**CONSIGNE:**
Reprenez l'article sur l'affaire Michel Eléftériadès après sa dernière phrase et rédigez-en la suite.

**EXTRAIT DU TEXTE:**
L’affaire Eléftériadès, ou l’instrumentalisation sociopolitique du « sacré »...

Le nonce apostolique et le ministre de l'Intérieur seraient intervenus pour mettre un terme à la campagne menée contre l'homme d'affaires, Michel Eléftériadès, sous couvert de lutte contre le satanisme.

Michel Eléftériadès assume son excentricité.

La chasse aux adorateurs du diable refait une apparition, de toute évidence arbitraire, au Liban.
La nouvelle traque aurait été déclenchée à la suite d'une « rave party » suspecte, organisée au réveillon du Jour de l'An, à Yahchouch, après avoir été interdite à Bayssour. L'un des organisateurs de la fête ainsi que le contractant ont été interrogés, et le second arrêté pour « chèque sans provisions », selon une source des Forces de sécurité intérieure.
Mais il demeure difficile de comprendre comment cette traque a fini par se focaliser exclusivement sur l'influent homme d'affaires et génie du showbiz, Michel Eléftériadès.
Soupçonné de vénérer le démon pour avoir sculpté des statues de bronze excentriques à ses heures perdues, il a été convoqué, le 6 janvier au commissariat de Bourj Hammoud pour subir un interrogatoire de près de cinq heures. Sa collection privée, qui compte une vingtaine de figures, est, depuis, placée sous scellés dont il a été désigné gardien, sur ordre du procureur général de Baabda.
Le dossier se trouve aujourd'hui aux mains du procureur, auquel tous les éléments ont été déférés par les Forces de sécurité intérieure, comme l'a indiqué une source des FSI à L'Orient-Le Jour.

**DONNÉES FOURNIES:**
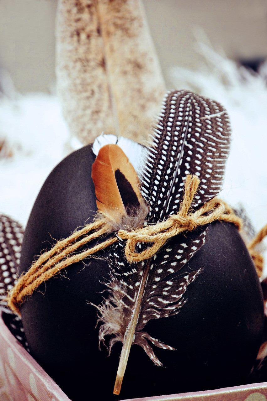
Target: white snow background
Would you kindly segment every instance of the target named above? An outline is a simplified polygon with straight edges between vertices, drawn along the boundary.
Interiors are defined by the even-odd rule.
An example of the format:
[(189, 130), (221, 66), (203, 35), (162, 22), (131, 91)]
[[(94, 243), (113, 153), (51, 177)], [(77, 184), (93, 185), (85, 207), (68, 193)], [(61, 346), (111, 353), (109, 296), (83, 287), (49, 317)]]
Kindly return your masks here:
[[(233, 206), (241, 203), (257, 231), (267, 223), (267, 63), (256, 74), (206, 45), (199, 43), (198, 49), (203, 65), (196, 72), (172, 68), (173, 87), (193, 91), (226, 108), (232, 136), (220, 196)], [(0, 153), (0, 213), (25, 226), (47, 176), (82, 145), (71, 138), (55, 95), (20, 95), (7, 74), (0, 85), (2, 156), (7, 148), (13, 154), (1, 158)]]

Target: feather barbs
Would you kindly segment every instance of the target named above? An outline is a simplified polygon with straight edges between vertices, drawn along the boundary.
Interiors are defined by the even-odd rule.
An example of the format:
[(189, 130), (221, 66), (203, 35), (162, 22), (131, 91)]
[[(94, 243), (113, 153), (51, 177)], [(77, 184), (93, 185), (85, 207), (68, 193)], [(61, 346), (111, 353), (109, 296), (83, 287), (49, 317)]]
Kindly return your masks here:
[[(92, 166), (92, 176), (99, 211), (117, 223), (122, 219), (127, 221), (129, 216), (138, 217), (141, 211), (143, 223), (148, 209), (139, 189), (139, 180), (119, 146), (112, 144), (101, 148)], [(135, 227), (140, 225), (139, 221), (128, 222)]]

**RÉSULTAT ATTENDU:**
S'adonnant à la sculpture depuis au moins dix ans, Michel Eléftériadès crée des figures originales sur des thèmes néomarxistes, qu'il lui arrive d'exposer dans son bureau ou d'exhiber à la presse dans le cadre d'interviews. L'une de ces statues représente un cochon-tirelire écrasant, de tout son poids, une tête de mouton égorgé, sur un parterre de pièces de monnaie. « Même quand il est couvert d'or et d'argent, le mouton – symbole du suiveur – est écrasé par le cochon-tirelire, c'est-à-dire le Capital », explique M. Eléftériadès à L'Orient-Le Jour. Les enquêteurs ont cru y déceler le symbole de « Satan qui domine l'homme », rapporte-t-il.
L'homme d'affaires a beau qualifier de « mignon » son cochon-tirelire, sa représentation en sphère lisse, ornée de deux petites excroissances pointues, aurait quelque chose de louche...
Surtout qu'il a, à son actif, une autre sculpture d'une tête de mouton, émincée et ornée de cornes, posée sur un clavier d'ordinateur. Cette allégorie de l'enlisement de l'homme, à son insu, dans l'ère technologique, explique-t-il en substance, s'inspire d'une fable qu'il avait écrite en 2005, intitulée Les Moutons d'or, et qui s'achève sur ce vers : « À ne point résister, on finit toujours égorgés. » Pour les enquêteurs, la tête de mouton, longitudinale et qui se termine en deux pointes tordues, serait curieusement similaire à la croix antonine... renversée.

Un interrogatoire « surréaliste »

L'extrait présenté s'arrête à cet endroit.